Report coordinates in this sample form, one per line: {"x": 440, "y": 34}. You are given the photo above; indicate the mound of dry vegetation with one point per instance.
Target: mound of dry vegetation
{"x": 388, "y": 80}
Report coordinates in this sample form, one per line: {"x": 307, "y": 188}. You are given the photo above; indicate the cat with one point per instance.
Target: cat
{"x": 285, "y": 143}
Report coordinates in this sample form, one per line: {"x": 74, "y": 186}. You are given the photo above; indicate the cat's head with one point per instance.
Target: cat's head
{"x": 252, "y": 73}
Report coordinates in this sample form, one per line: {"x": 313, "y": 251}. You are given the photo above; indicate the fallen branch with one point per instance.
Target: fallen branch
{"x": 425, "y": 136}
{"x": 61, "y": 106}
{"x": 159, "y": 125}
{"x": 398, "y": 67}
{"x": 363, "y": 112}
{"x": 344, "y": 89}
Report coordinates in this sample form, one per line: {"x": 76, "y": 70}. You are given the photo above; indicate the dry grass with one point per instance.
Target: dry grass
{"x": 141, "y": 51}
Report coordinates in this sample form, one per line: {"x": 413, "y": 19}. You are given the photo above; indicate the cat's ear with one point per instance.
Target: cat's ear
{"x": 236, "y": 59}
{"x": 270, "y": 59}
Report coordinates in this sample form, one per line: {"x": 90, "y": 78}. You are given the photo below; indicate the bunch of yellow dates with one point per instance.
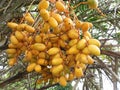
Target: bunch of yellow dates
{"x": 57, "y": 46}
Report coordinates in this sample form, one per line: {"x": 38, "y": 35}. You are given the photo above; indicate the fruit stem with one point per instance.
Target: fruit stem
{"x": 79, "y": 4}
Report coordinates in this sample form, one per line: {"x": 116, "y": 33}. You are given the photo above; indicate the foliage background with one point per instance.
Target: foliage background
{"x": 106, "y": 29}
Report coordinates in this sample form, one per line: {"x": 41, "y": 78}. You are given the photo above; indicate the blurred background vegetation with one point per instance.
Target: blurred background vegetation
{"x": 106, "y": 29}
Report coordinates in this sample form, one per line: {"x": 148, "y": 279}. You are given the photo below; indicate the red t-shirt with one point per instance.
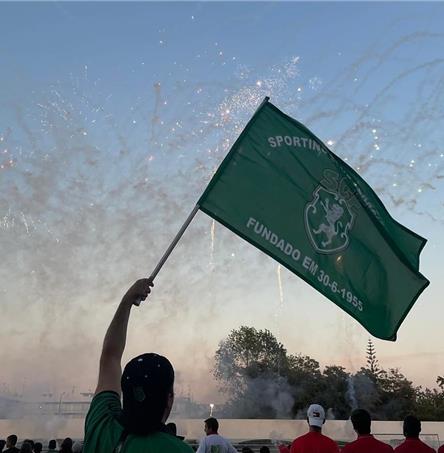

++++++++++++++++++++

Without including any pictures, output each entry above exactly as it appears.

**Answer to the problem**
Report coordinates in this sample form, one per line: {"x": 440, "y": 34}. You are given the photo above; indicate the mound of dry vegetation with one point per instance.
Target: mound of dry vegetation
{"x": 388, "y": 80}
Report coordinates in this sample form, one per line: {"x": 307, "y": 188}. You are given the photo above; indicate the cat with one point per instance.
Target: cat
{"x": 285, "y": 143}
Report coordinates in this sample form, one per line: {"x": 74, "y": 186}. You are given the photo above; indicate the cat's head with one point per instance.
Target: cat's head
{"x": 252, "y": 73}
Report coordinates in this sample form, one per line: {"x": 313, "y": 251}. You are given the photo above; indicate the fallen branch with one point per instance.
Target: fallen branch
{"x": 425, "y": 136}
{"x": 61, "y": 106}
{"x": 159, "y": 125}
{"x": 398, "y": 67}
{"x": 363, "y": 112}
{"x": 344, "y": 89}
Report coordinates in this sample form, one per line: {"x": 76, "y": 70}. You are given the photo above; indicate the dry grass with one point per instance.
Target: dry grass
{"x": 141, "y": 51}
Report coordinates in this sample form, one per line: {"x": 413, "y": 19}. You are given the photo above; indicate the cat's ear with one point per instance.
Target: cat's ear
{"x": 236, "y": 59}
{"x": 270, "y": 59}
Report coordinates in this sample form, one per line: {"x": 90, "y": 78}. You are given the photo below; indicate the bunch of yellow dates with one point per instance.
Target: bunch of yellow dates
{"x": 57, "y": 46}
Report coordinates in this sample form, one per line: {"x": 38, "y": 35}. You are given the photo above; indicate the fruit stem with one point per instance.
Target: fruit stem
{"x": 79, "y": 4}
Report coordinates in this sample form, one per line: {"x": 116, "y": 33}. You are given the photo above; indicate the foliage background with one point per instance.
Target: foliage background
{"x": 106, "y": 29}
Report coordinates in this sample form, one per line: {"x": 41, "y": 78}. You are given the photo above; indicate the blurred background vegetation with one point per instance.
Target: blurred background vegetation
{"x": 106, "y": 29}
Report coordinates in this sample form, one per line: {"x": 148, "y": 279}. You are given the photo below; indicate the red t-shirt with one point per instance.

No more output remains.